> Aim of the exercise
Convert the part of the records below that opens with the line containing "Trace the outline of every instance of the green" and runs through the last line of the records into a JSON list of strings, one string per line, with blank lines and pictures left out.

> Provided records
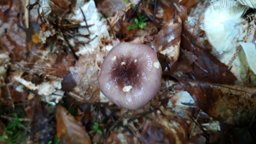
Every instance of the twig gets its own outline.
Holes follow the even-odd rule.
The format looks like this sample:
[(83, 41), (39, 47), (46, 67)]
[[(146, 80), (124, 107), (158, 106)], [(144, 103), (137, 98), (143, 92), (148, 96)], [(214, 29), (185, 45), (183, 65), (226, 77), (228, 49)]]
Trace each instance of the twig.
[(82, 12), (82, 13), (83, 14), (83, 16), (84, 17), (84, 21), (85, 22), (85, 25), (86, 25), (86, 28), (87, 28), (87, 30), (88, 30), (88, 31), (89, 33), (91, 33), (90, 31), (90, 30), (89, 30), (89, 27), (88, 27), (88, 24), (87, 23), (87, 21), (86, 21), (86, 18), (85, 18), (85, 15), (84, 15), (84, 12), (83, 11), (83, 10), (82, 10), (82, 8), (81, 6), (79, 7), (80, 8), (80, 10), (81, 10), (81, 12)]
[(135, 6), (134, 10), (133, 12), (132, 12), (132, 15), (131, 15), (131, 17), (130, 17), (130, 18), (128, 19), (128, 22), (130, 22), (131, 21), (131, 20), (133, 18), (133, 17), (134, 17), (135, 13), (136, 13), (136, 11), (137, 11), (138, 8), (139, 8), (139, 7), (140, 6), (140, 4), (141, 4), (142, 2), (142, 0), (140, 0), (140, 2), (139, 2), (139, 3), (138, 3), (138, 4), (136, 5), (136, 6)]
[(0, 117), (2, 118), (8, 119), (10, 121), (25, 121), (25, 122), (30, 122), (31, 119), (29, 118), (17, 118), (13, 117), (9, 117), (4, 115), (0, 115)]
[(26, 28), (29, 28), (29, 12), (28, 9), (26, 8), (26, 5), (29, 5), (29, 0), (25, 0), (25, 5), (24, 5), (24, 11), (25, 14), (24, 17), (25, 17), (25, 25)]
[(104, 17), (104, 18), (105, 18), (106, 20), (107, 20), (107, 22), (108, 23), (108, 25), (109, 25), (109, 27), (110, 27), (110, 31), (111, 31), (111, 33), (112, 33), (112, 35), (113, 35), (113, 37), (114, 37), (114, 40), (116, 40), (116, 35), (115, 34), (115, 32), (114, 32), (114, 30), (113, 30), (113, 28), (112, 28), (112, 26), (111, 25), (110, 22), (108, 20), (108, 18), (107, 18), (107, 17), (105, 15), (105, 14), (104, 14), (104, 13), (103, 13), (101, 11), (100, 11), (100, 13), (101, 13), (101, 14), (102, 14), (102, 15), (103, 15), (103, 17)]
[(156, 20), (156, 11), (157, 10), (157, 5), (158, 4), (158, 0), (155, 0), (155, 5), (154, 7), (154, 14), (153, 14), (153, 22)]
[(69, 43), (68, 41), (68, 39), (67, 39), (66, 36), (63, 35), (61, 31), (60, 30), (59, 30), (59, 31), (60, 31), (60, 35), (64, 38), (64, 40), (65, 41), (66, 43), (67, 43), (68, 47), (69, 47), (69, 49), (70, 49), (71, 52), (73, 54), (74, 57), (75, 57), (75, 58), (76, 59), (76, 60), (78, 60), (78, 57), (77, 57), (77, 55), (76, 55), (76, 52), (74, 50), (73, 47), (72, 47), (72, 46), (71, 46), (70, 44), (69, 44)]

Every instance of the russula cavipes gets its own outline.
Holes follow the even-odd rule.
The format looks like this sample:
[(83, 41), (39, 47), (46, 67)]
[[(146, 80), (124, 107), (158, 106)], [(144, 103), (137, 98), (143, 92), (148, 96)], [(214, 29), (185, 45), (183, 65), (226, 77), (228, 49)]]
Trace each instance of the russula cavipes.
[(206, 9), (202, 29), (213, 47), (214, 55), (221, 54), (235, 47), (243, 21), (242, 16), (247, 9), (238, 2), (229, 0), (214, 2)]
[(134, 110), (156, 96), (160, 89), (161, 76), (156, 52), (150, 47), (121, 43), (105, 57), (99, 86), (113, 102)]

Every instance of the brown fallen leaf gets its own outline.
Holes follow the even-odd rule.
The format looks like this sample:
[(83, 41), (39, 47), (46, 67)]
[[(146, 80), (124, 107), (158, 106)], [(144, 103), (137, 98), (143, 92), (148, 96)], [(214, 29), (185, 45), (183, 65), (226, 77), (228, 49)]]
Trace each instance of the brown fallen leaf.
[(181, 30), (181, 20), (174, 18), (166, 22), (153, 43), (154, 49), (167, 58), (171, 71), (176, 68), (179, 55)]
[(141, 143), (184, 143), (188, 126), (185, 121), (158, 115), (154, 121), (146, 120), (142, 127)]
[(63, 107), (57, 106), (57, 137), (61, 143), (91, 143), (91, 138), (80, 122)]
[(140, 143), (139, 140), (127, 130), (111, 131), (107, 139), (107, 144), (113, 143)]
[(216, 120), (243, 124), (252, 121), (255, 114), (256, 87), (175, 78), (197, 106)]
[(197, 57), (195, 62), (192, 65), (193, 70), (189, 73), (193, 78), (214, 83), (234, 84), (236, 78), (228, 67), (206, 51), (185, 25), (181, 37), (181, 49), (193, 52)]

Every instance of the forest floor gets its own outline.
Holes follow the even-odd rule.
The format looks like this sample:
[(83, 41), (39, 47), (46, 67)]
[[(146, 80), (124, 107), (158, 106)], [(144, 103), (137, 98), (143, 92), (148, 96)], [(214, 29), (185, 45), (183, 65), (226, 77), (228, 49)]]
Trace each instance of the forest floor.
[[(228, 50), (207, 31), (219, 1), (242, 11), (210, 17), (218, 37), (230, 37), (223, 18), (238, 28), (217, 44)], [(1, 1), (0, 143), (256, 143), (256, 55), (244, 47), (255, 47), (255, 11), (238, 3)], [(124, 42), (154, 48), (162, 68), (158, 94), (134, 110), (98, 83)]]

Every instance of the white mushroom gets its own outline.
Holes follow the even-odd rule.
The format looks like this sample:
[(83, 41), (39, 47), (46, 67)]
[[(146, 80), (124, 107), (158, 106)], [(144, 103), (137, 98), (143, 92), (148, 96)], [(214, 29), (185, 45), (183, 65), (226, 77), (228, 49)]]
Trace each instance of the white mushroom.
[(250, 6), (251, 8), (256, 8), (256, 0), (238, 0), (242, 5)]
[(212, 4), (206, 10), (202, 29), (213, 47), (214, 54), (221, 54), (234, 47), (243, 21), (241, 17), (247, 9), (237, 2), (224, 0)]

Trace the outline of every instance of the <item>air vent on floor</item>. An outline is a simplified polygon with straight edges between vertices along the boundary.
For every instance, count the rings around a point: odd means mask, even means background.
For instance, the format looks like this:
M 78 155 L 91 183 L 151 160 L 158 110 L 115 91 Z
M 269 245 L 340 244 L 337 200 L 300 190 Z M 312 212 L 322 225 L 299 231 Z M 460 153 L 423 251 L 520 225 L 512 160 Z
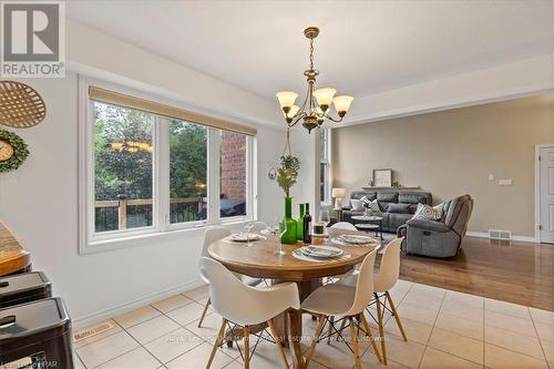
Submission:
M 511 230 L 489 229 L 489 237 L 492 239 L 512 239 Z
M 106 330 L 113 329 L 114 325 L 110 321 L 102 321 L 95 326 L 81 329 L 73 334 L 73 341 L 79 342 L 83 339 L 91 338 L 92 336 L 100 335 Z

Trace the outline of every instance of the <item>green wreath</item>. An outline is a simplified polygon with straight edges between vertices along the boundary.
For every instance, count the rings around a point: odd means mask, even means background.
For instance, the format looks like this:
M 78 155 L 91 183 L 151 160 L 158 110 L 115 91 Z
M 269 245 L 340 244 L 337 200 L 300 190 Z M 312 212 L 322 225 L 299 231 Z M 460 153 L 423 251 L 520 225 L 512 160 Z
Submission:
M 27 143 L 16 133 L 6 130 L 0 130 L 0 141 L 9 143 L 13 147 L 13 155 L 6 161 L 0 161 L 0 173 L 17 170 L 29 156 Z

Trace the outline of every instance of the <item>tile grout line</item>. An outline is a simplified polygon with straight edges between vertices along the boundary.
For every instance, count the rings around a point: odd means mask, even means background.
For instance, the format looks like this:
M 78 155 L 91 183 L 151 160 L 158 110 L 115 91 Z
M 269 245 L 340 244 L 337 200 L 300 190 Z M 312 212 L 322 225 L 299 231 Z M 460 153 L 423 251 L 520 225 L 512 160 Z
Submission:
M 418 368 L 421 367 L 421 363 L 423 362 L 423 358 L 425 357 L 427 349 L 429 348 L 429 341 L 431 340 L 431 336 L 433 335 L 434 327 L 437 325 L 437 320 L 439 319 L 439 314 L 441 312 L 442 309 L 442 304 L 444 304 L 444 299 L 447 298 L 447 289 L 441 288 L 444 291 L 444 295 L 442 295 L 441 299 L 441 305 L 439 306 L 439 311 L 437 311 L 437 316 L 434 317 L 434 321 L 431 328 L 431 332 L 429 334 L 429 338 L 427 339 L 425 347 L 423 349 L 423 353 L 421 355 L 421 359 L 419 360 Z
M 486 299 L 483 298 L 483 369 L 486 363 Z
M 543 351 L 544 361 L 546 361 L 546 367 L 551 368 L 551 363 L 548 362 L 548 359 L 546 358 L 546 352 L 544 351 L 543 340 L 541 339 L 541 336 L 538 336 L 538 329 L 536 329 L 535 319 L 533 318 L 533 315 L 531 314 L 531 310 L 529 309 L 529 307 L 527 307 L 527 312 L 531 316 L 531 322 L 533 324 L 533 328 L 535 329 L 538 345 L 541 346 L 541 350 Z

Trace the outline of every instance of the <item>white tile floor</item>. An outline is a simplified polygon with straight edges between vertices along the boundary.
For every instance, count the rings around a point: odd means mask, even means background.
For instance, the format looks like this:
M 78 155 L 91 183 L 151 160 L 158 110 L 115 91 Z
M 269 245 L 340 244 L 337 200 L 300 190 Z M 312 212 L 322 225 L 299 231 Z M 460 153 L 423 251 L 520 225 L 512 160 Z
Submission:
M 207 287 L 201 287 L 114 317 L 113 329 L 75 345 L 78 368 L 205 368 L 220 324 L 209 309 L 203 328 L 197 328 L 207 294 Z M 554 312 L 402 280 L 391 295 L 408 342 L 389 319 L 389 368 L 554 369 Z M 305 336 L 312 335 L 315 326 L 306 316 Z M 362 351 L 363 368 L 386 368 L 367 342 Z M 309 366 L 352 367 L 352 353 L 337 341 L 319 344 Z M 243 368 L 236 346 L 218 350 L 212 368 Z M 259 344 L 250 368 L 283 368 L 277 348 Z

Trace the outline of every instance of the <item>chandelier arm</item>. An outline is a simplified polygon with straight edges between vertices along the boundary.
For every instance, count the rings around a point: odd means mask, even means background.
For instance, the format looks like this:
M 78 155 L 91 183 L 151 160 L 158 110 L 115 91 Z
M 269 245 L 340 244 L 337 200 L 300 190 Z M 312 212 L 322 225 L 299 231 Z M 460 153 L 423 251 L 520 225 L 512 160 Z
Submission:
M 335 123 L 342 122 L 342 117 L 339 116 L 338 119 L 336 119 L 336 117 L 332 117 L 330 114 L 325 114 L 325 119 L 328 119 L 329 121 L 335 122 Z
M 302 117 L 307 116 L 308 114 L 306 114 L 306 112 L 301 112 L 299 114 L 296 114 L 295 115 L 295 119 L 293 120 L 293 122 L 290 123 L 287 123 L 289 127 L 293 127 L 295 126 L 296 123 L 298 123 Z

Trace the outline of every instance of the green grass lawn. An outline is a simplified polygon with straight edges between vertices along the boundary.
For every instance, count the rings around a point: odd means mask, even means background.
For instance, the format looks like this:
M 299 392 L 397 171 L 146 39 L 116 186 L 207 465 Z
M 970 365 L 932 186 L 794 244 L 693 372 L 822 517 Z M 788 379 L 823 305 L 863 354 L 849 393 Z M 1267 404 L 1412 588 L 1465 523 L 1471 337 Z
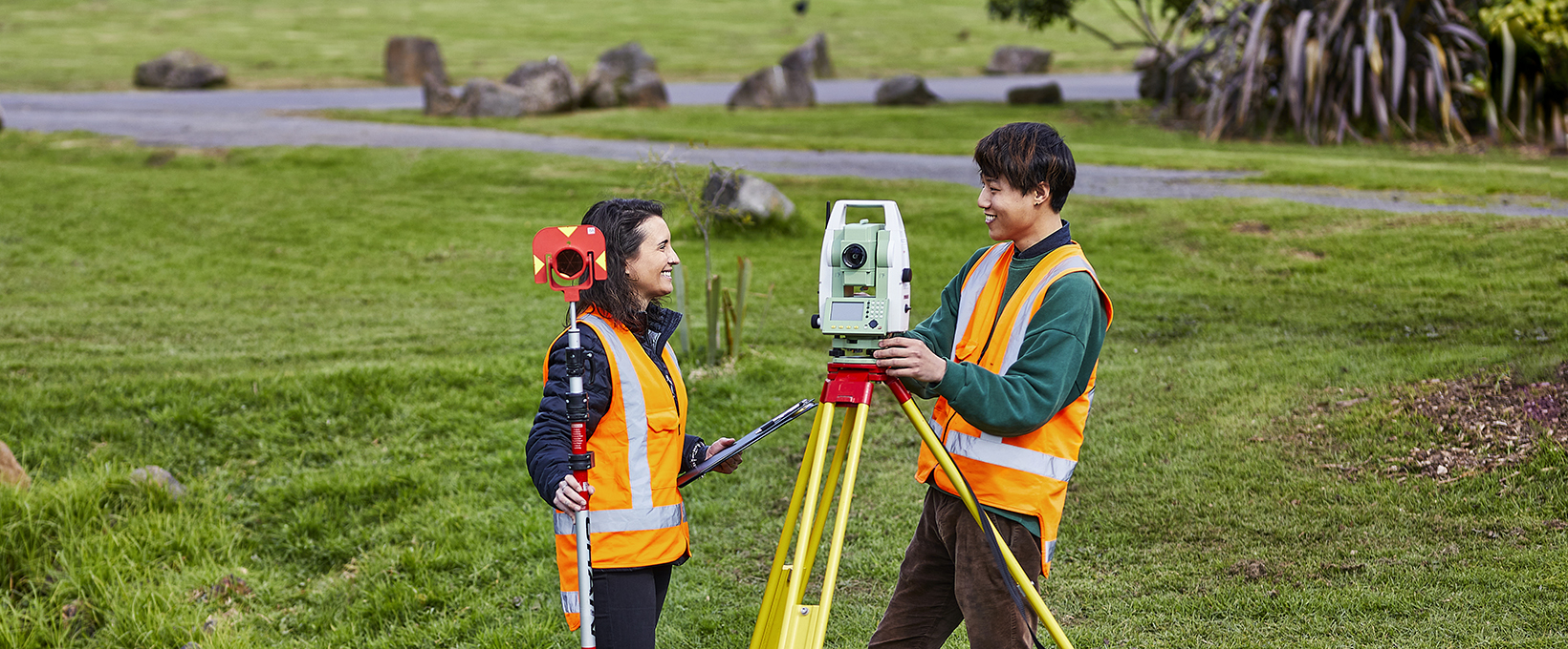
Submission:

> Final answer
[
  "Trace the outline of every instance of the green grass lawn. An outline is a simplified polygon with straight edges between vertices along the boundary.",
  "For every instance, count the rings around a point: odd means mask, even means background.",
  "For instance, the format looks like this:",
  "M 299 392 L 397 171 L 146 39 L 116 186 L 207 465 Z",
  "M 970 365 L 932 186 L 794 244 L 693 372 L 822 517 Z M 788 379 L 823 305 L 863 354 L 849 393 Z M 1267 404 L 1412 588 L 1465 523 L 1471 337 Z",
  "Submission:"
]